S’il existe un sujet transversal brûlant aujourd’hui, c’est bien celui de la question de la pénurie de logement dans chacun de nos territoires, ses causes que sont la spéculation foncière et immobilière, ses conséquences à travers la dépossession, la précarisation, l’acculturation. Pour débattre de la problématique « Vivre, travailler et se loger au pays », Anne Bachmann de la Fondation Franz Weber, présentant la loi sur les résidences secondaires en Suisse, Jean-Félix Acquaviva, député R&PS dont le projet de loi « Lutte contre la spéculation foncière et immobilière » a été adoptée en première lecture à l’Assemblée nationale, William Girard-Desprojet, du Mouvement Région Savoie, Lydie Massard, élue de l’Union Démocratique Bretonne, et Nicolas Blain d’EH Bai en Pays Basque nord.
En Savoie, un récent sondage révèle que 89 % de la population estime qu’il est difficile de trouver une location, 84 % qu’il est difficile d’acheter. On retrouve les mêmes causes qu’en Corse, l’attractivité du territoire, sa beauté. S’y ajoute pour la Savoie son dynamisme économique avec ses créations d’emplois, la saturation du canton de Genève, l’augmentation des travailleurs frontaliers, le niveau de vie plus faible qu’en Suisse. Une situation qui démultiplie le besoin : 13 à15.000 personnes supplémentaires arrivent chaque année au Pays. La Savoie déplore une moyenne de résidences secondaires passée en quelques années de 30 % en 2014 à 38 % aujourd’hui et jusqu’à 90 % dans certaines communes. Parmi les villes qui comptent le plus de résidences secondaires en France, 87 % se trouvent à la montagne. Résultat, il n’y a plus de foncier disponible et les prix s’envolent, jusqu’à 12.600 € le m2.

- _Enregistrements_

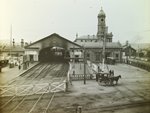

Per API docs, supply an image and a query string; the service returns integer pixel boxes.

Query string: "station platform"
[0,62,38,86]
[70,62,92,74]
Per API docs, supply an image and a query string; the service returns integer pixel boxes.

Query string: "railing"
[70,74,94,81]
[0,81,66,97]
[123,59,150,71]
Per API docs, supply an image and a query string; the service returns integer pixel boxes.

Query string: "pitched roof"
[74,42,122,48]
[2,46,24,52]
[25,33,81,48]
[76,35,97,40]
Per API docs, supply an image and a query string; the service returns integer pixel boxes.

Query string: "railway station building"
[25,33,82,62]
[74,8,122,62]
[25,9,122,62]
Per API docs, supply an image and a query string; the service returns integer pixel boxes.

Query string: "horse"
[99,75,111,85]
[110,75,121,84]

- _Travail à faire_
Rédigez la suite du texte sur la pénurie de logement dans les territoires, à partir de sa dernière phrase.

- _Réponse à l'exercice_
Une pénurie de logements qui bien évidemment crée des inégalités sociales et un fort sentiment de frustration dans la dilapidation du patrimoine, d’autant que les savoyards ne peuvent pas hériter des maisons familiales et se voient contraints de vendre. Pendant ce temps, le secteur BTP s’enrichit, sans respect du patrimoine ou des règles, accroissant la perte d’identité. Nos amis Savoyards regardent vers la Corse et les revendications portées sont les mêmes : nécessaire limitation des résidences secondaires, mise en place d’un bail réel solidaire, statut de résident.
En Bretagne aussi, tous les ingrédients beauté des paysages sont réunis pour accroitre l’attractivité du territoire. Résultat : des prix du logement de plus en plus inaccessibles pour le Breton moyen. Dans les stations balnéaires, il a augmenté de +35 % et on atteint des taux records de résidences secondaires jusqu’à 79 %. Une situation aggravée par un phénomène Air BnB avec des investisseurs qui achètent des immeubles entiers pour des locations de courte durée. La démographie en pleine croissance inquiète : on projette +640.000 nouveaux arrivants d’ici 2040 en Bretagne. Comment les loger ? Tout ceci détériore la qualité de vie (perte d’écoles, de commerces, de services publics pour laisser la place aux logements à courte durée…). Cette situation économique créé des emplois précaires impossibles à loger sur place et qu’il faut déplacer à plusieurs kilomètres, ce qui engendre frais de route, pollution, aggravation du niveau de vie des habitants.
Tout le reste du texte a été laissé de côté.